## Objective
Rewrite the listing from the line with "the grey tie" to the line with "x=97, y=236" as a two-column CSV headed text and points. Give one row for each passage of wording and the coordinates that follow it, with each value in one quoted field and its line breaks turned into spaces.

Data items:
** start **

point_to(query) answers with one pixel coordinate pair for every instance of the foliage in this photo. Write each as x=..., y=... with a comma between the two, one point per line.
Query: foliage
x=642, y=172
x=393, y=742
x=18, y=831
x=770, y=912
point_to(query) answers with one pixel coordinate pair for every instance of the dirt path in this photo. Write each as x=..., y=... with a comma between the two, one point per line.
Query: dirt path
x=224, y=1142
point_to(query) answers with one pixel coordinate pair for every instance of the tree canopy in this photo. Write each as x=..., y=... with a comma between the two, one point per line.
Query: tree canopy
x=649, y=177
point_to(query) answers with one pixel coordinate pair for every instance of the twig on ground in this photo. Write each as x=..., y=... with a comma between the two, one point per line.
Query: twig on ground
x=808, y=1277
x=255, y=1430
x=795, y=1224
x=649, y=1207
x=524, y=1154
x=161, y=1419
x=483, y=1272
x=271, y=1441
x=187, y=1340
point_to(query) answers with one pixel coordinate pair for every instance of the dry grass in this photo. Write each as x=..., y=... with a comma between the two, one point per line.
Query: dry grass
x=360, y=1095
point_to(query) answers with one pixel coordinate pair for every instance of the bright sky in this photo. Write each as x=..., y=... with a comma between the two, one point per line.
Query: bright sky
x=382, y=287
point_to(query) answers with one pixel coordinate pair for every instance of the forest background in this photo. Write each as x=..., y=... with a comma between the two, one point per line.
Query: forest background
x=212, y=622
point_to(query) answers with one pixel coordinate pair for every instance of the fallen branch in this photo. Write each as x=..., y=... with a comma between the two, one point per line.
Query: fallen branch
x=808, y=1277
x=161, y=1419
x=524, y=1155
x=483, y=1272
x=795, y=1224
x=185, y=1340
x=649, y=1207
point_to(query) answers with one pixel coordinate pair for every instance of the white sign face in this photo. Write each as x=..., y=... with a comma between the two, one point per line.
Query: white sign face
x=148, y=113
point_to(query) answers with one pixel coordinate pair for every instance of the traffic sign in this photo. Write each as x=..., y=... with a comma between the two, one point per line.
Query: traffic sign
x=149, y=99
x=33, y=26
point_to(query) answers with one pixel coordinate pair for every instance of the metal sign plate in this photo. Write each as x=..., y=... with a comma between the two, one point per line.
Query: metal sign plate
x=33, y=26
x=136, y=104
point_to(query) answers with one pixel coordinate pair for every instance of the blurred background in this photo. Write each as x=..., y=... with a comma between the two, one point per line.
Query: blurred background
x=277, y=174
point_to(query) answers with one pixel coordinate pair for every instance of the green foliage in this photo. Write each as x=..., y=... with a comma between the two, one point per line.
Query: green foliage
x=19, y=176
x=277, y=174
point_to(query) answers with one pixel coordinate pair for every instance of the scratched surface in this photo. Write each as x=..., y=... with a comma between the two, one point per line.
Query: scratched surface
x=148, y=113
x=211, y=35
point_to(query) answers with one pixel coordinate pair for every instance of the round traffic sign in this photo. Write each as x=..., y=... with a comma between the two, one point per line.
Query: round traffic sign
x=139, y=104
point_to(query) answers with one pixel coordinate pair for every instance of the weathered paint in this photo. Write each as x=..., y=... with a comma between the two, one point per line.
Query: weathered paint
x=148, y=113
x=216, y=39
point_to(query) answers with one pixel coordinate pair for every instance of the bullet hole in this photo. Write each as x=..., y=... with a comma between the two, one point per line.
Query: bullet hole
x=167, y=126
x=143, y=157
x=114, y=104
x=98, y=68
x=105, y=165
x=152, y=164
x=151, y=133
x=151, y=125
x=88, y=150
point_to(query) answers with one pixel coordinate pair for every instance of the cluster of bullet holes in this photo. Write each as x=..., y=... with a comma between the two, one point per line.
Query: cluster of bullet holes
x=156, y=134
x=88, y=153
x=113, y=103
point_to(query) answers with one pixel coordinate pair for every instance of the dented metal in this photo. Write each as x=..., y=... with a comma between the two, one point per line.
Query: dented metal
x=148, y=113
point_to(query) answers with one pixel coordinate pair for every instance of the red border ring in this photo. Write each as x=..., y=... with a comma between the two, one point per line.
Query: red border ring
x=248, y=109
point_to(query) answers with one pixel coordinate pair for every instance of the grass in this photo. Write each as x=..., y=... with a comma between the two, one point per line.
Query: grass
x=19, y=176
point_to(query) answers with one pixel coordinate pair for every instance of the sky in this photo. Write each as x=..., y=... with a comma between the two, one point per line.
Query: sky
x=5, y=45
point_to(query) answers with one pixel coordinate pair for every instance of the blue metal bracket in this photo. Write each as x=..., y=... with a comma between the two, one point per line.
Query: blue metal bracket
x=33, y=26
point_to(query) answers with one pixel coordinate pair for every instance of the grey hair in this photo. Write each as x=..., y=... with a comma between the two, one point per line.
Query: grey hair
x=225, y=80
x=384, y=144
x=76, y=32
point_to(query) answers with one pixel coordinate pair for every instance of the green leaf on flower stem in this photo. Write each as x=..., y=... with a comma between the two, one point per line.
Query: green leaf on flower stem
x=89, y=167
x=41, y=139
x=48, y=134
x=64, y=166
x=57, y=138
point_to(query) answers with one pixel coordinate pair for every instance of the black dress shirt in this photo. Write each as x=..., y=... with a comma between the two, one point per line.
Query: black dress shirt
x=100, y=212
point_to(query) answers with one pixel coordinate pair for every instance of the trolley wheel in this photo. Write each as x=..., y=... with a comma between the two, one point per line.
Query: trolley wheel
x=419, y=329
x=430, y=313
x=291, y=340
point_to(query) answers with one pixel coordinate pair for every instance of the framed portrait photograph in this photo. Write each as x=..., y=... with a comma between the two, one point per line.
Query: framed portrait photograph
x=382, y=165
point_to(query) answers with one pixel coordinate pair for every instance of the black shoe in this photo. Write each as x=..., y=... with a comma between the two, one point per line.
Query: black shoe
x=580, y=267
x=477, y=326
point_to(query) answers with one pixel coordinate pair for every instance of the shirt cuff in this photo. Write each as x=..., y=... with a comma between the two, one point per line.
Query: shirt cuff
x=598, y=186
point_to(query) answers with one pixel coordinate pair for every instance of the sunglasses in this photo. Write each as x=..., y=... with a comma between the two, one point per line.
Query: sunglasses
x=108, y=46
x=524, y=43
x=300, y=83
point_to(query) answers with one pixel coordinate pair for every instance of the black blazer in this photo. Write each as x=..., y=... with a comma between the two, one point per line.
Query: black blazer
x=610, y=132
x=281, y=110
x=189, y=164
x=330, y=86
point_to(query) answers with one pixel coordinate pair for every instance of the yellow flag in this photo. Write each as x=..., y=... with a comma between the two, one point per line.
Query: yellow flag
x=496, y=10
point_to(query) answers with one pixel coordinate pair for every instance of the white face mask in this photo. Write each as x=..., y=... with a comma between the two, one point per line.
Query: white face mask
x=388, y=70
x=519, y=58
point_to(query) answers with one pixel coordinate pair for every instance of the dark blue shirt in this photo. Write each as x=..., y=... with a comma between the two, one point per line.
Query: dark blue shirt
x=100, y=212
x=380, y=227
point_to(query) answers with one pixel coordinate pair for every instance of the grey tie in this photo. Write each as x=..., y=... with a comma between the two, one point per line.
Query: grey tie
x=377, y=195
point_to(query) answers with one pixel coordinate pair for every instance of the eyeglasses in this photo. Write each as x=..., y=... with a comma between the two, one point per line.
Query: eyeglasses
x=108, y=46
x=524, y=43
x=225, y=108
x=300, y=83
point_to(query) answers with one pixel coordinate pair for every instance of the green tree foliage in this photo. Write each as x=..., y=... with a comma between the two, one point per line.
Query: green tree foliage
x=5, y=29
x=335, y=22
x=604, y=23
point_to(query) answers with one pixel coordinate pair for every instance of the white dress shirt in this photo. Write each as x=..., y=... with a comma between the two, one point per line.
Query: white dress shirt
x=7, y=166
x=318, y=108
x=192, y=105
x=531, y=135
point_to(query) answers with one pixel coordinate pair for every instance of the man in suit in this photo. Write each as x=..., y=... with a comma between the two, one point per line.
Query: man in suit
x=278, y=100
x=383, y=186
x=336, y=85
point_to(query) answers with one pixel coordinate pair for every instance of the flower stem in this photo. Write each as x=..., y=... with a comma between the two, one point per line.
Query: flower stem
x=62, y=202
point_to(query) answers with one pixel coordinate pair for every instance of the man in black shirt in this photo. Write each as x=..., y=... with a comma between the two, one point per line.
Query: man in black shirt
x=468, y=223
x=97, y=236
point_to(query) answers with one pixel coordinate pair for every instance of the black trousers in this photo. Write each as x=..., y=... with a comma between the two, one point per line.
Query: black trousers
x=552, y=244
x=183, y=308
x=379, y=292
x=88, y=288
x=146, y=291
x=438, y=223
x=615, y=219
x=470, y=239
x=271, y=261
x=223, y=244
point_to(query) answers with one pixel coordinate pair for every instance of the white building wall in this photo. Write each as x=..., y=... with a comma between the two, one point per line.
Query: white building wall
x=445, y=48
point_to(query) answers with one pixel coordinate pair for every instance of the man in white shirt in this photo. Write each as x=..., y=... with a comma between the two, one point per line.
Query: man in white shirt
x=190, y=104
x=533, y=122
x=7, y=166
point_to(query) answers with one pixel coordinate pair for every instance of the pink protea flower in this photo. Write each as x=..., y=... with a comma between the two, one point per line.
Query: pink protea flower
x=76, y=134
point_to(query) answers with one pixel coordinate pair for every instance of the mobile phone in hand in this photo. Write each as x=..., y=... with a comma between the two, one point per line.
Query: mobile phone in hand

** end **

## Expected answer
text,points
"point_to(query) answers with one pixel coordinate pair for every instance of the grey tie in this photo. Write each as x=..., y=... with a comma between the two, one point per line. Query: grey tie","x=377, y=195"
"point_to(query) answers with one pixel coordinate pair for every instance of the eyeglasses in this photo. Write each as x=..., y=... with a comma between the two, one point per line. Query: eyeglasses","x=108, y=46 x=524, y=43 x=225, y=108 x=300, y=83"
"point_to(query) answers with one pixel coordinate pair for every instance of the green tree foliage in this photo. Write each as x=..., y=... with a comma between the two, one point per line. Query: green tree foliage","x=5, y=29 x=335, y=22 x=604, y=23"
"point_to(query) answers with one pixel coordinate pair for every instance of the white dress shirt in this photo. Write each as x=..., y=... with a comma between the two, one point per line. Query: white dress shirt","x=7, y=166 x=318, y=108 x=192, y=105 x=531, y=135"
"point_to(query) answers with one pixel coordinate pair for every instance of the man in suit in this photo. Write each as x=..., y=... with a comma between the two, one point per line. Query: man in suit","x=278, y=100 x=383, y=186 x=336, y=85"
"point_to(query) answers with one pixel coordinate pair for every instance of the flower stem in this photo. Write each as x=..., y=... with a comma between the two, one point per line. Query: flower stem","x=62, y=202"
"point_to(query) answers with one pixel coordinate pair for every instance of the man in black shirt in this photo. Write each as x=..., y=... with a comma between the two, one point per line. Query: man in black shirt","x=468, y=223 x=97, y=236"